**Selected passage**
★ ★ ★ ★ ★ ★ ★

Our founders understood the power of a judicial order and wanted to ensure that the force behind its implementation was left in the hands of a separate branch of government. A president is elected by the people through the states, and Congress is governed by 535 individuals in a bicameral arrangement. They all stand for election. Federal judges are life-tenured and do not stand for re-election. The founders didn't want a single unelected federal judge to simply rule by fiat, which is why the U.S. Marshals, a part of the executive branch, ultimately serve as the police force for the judiciary. When a judge is out of line, it's up to the attorney general, and ultimately the president, to decide whether to give effect to a judicial order.
Our founders designed the system that way on purpose. Because judges are unelected and life-tenured, to provide them with any enforcement power would have been antithetical to the principles of republicanism. The founders gave the power of enforcement to the executive branch and the power of the purse to the legislative branch to check the judicial power, the same way the power to decide individual cases under the law was given to the judicial branch to check the other branches.
In this case, we have a judge who violates privacy rights, as well as the plain meaning of the Emergency Use Authorization statute, which ensures that experimental medical devices or drugs must remain optional. Last month, the judge ordered that all unvaccinated marshals must wear N-95s in his courthouse all day. But this is not his courthouse, and the marshals don't technically work for him. Out of courtesy, over the years, they have deferred to the local judge for guidance on logistical matters, but ultimately they answer to the president and Congress. A federal judge does not have the power to dehumanize those who protect him and make them work under inhumane conditions.

★ ★ ★ ★ ★ ★ ★

**Records provided**
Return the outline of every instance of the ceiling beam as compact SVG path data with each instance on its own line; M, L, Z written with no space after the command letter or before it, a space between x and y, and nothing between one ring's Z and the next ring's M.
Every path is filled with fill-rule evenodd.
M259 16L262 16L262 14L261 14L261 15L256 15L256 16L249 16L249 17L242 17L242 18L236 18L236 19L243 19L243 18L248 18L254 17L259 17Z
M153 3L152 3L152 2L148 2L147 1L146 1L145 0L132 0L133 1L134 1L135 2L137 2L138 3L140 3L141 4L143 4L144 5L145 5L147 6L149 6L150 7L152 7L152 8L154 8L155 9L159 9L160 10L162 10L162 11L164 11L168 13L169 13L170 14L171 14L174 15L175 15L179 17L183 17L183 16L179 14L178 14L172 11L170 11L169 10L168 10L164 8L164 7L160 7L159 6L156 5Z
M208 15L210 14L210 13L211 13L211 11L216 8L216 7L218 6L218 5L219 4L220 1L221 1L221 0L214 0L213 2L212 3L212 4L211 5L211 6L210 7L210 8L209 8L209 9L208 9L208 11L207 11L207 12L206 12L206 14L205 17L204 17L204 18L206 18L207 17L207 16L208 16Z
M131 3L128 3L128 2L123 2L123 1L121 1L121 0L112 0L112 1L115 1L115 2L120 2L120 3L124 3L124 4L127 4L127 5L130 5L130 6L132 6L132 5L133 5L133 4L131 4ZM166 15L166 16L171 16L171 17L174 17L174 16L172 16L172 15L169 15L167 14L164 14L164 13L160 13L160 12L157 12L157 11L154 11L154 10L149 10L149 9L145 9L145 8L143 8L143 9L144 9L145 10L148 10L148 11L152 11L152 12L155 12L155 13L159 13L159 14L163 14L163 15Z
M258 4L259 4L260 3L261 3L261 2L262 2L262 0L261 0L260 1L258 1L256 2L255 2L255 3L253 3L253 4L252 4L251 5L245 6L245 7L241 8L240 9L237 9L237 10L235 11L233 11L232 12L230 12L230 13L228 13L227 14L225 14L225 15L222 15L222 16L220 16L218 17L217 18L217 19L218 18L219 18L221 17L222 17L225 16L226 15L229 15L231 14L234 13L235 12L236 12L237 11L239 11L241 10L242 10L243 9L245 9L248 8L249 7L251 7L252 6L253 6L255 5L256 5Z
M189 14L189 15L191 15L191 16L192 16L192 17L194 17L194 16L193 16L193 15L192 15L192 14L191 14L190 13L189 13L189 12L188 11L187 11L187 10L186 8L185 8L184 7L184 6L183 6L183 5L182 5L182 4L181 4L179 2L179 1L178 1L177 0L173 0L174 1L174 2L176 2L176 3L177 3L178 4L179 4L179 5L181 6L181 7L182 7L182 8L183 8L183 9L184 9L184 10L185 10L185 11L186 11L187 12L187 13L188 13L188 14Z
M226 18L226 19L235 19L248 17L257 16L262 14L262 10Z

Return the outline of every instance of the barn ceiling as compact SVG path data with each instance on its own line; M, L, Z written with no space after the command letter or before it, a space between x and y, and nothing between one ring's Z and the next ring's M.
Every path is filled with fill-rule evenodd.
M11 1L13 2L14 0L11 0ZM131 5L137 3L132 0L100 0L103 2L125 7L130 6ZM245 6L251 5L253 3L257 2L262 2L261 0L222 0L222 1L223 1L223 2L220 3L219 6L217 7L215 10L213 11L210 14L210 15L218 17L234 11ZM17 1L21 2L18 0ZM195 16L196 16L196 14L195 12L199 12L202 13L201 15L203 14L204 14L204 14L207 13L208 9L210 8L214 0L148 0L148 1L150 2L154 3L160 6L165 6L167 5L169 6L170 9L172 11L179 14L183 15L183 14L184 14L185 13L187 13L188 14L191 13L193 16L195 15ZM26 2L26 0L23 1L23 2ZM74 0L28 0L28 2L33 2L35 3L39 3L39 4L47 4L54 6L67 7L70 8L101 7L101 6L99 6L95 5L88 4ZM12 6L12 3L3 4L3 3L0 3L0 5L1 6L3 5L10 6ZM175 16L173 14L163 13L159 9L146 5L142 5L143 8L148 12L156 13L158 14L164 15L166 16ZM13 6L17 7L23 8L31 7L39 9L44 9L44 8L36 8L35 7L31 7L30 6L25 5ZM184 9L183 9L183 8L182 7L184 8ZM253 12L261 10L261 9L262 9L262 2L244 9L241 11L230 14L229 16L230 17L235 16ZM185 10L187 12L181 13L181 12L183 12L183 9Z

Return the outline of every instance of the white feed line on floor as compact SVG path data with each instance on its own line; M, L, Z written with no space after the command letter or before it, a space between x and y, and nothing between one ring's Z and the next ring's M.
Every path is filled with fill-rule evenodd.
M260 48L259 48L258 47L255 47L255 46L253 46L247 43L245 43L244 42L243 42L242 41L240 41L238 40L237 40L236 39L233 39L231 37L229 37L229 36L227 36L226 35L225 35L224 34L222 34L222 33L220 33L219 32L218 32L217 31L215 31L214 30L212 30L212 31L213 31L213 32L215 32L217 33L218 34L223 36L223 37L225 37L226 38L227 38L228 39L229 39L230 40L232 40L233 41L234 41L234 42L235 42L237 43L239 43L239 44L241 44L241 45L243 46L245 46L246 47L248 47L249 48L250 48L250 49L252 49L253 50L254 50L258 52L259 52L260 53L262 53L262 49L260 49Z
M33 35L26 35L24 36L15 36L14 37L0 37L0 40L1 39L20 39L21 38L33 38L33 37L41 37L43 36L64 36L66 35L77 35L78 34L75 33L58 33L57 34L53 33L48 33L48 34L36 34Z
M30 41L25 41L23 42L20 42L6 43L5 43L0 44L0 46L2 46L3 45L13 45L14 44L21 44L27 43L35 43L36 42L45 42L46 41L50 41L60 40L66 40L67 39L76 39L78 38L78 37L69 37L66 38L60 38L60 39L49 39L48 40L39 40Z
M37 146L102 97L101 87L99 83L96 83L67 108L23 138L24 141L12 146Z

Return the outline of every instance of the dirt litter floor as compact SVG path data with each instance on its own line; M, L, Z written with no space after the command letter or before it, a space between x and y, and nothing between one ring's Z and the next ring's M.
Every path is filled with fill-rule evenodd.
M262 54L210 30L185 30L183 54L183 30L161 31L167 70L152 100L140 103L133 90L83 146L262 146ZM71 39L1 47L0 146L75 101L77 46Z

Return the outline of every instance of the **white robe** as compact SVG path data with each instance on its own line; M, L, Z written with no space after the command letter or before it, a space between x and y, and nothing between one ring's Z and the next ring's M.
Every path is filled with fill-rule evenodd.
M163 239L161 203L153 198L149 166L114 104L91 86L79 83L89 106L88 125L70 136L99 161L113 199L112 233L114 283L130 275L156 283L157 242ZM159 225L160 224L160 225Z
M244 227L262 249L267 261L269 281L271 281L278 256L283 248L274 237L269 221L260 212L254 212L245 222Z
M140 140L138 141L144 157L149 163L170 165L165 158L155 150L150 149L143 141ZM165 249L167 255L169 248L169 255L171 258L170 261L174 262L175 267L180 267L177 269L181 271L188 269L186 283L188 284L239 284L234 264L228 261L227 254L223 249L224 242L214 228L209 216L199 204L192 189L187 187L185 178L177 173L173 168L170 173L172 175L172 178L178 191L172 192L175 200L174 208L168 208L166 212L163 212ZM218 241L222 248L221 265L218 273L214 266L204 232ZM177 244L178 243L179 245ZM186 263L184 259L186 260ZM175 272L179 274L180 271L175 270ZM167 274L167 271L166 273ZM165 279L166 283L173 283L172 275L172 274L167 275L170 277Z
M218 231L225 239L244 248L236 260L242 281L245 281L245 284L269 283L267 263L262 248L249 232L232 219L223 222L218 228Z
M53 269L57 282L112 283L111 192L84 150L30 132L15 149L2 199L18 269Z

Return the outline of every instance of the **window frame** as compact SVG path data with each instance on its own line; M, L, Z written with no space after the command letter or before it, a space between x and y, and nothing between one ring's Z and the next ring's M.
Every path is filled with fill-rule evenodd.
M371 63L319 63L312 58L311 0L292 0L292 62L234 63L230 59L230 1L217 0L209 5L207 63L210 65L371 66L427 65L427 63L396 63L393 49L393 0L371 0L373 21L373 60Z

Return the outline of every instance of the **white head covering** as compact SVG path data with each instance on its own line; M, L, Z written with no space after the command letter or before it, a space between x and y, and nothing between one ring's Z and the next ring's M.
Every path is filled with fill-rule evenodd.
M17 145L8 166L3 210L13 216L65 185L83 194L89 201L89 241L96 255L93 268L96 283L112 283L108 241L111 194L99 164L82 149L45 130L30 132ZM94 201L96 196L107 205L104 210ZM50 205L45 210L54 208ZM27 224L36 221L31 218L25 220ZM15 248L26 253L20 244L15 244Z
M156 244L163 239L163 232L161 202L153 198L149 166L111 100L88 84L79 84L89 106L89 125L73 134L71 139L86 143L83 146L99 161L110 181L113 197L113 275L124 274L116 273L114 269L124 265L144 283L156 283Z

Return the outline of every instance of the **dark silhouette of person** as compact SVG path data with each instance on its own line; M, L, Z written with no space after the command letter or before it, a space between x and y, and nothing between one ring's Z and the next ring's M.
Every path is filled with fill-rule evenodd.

★ ★ ★ ★ ★ ★ ★

**Exercise set**
(1) According to the passage on judicial enforcement, which branch of government do the U.S. Marshals belong to?
(2) Carry on the passage on judicial enforcement from its final sentence.
The items were drawn from a separate source and are unrelated to the passage.

**Answers to the tasks**
(1) The executive branch.

(2)
Somehow, these pompous judges think they can wield political power as unelected officials that no single elected official holds. Kornmann has already publicly criticized Governor Kristi Noem for doing "little, if anything, to curtail the spread of the virus." But the twisted irony of his vaccine obsession is that a vaccine doesn't hinge upon public orders to be effective. If his vaccine is so efficacious that it's worth humiliating those who protect him in order to mandate it, then that means it truly is very effective and will protect him or anyone else vaccinated, regardless of the vaccination status of others.
If Kornmann wants to get involved in the politics of COVID, then why not run for office in South Dakota? Challenge the governor or one of the senators if you wish to mandate vaccines. But he knows that he could never get elected as a leftist Democrat in South Dakota, so he seeks to circumvent the democratic process.
The question now is whether President Biden will stand up for a respected branch of his own administration and actually show this rogue judge who is boss. It would be a terrific bipartisan opportunity for Congress to get together and impeach this judge and take a stand for our marshals who risk their lives every day for these judges. It's amazing how the same people who are so truculent in wielding their stick of power over helpless citizens suddenly become impotent to check the power of unelected judges who lack any stick whatsoever.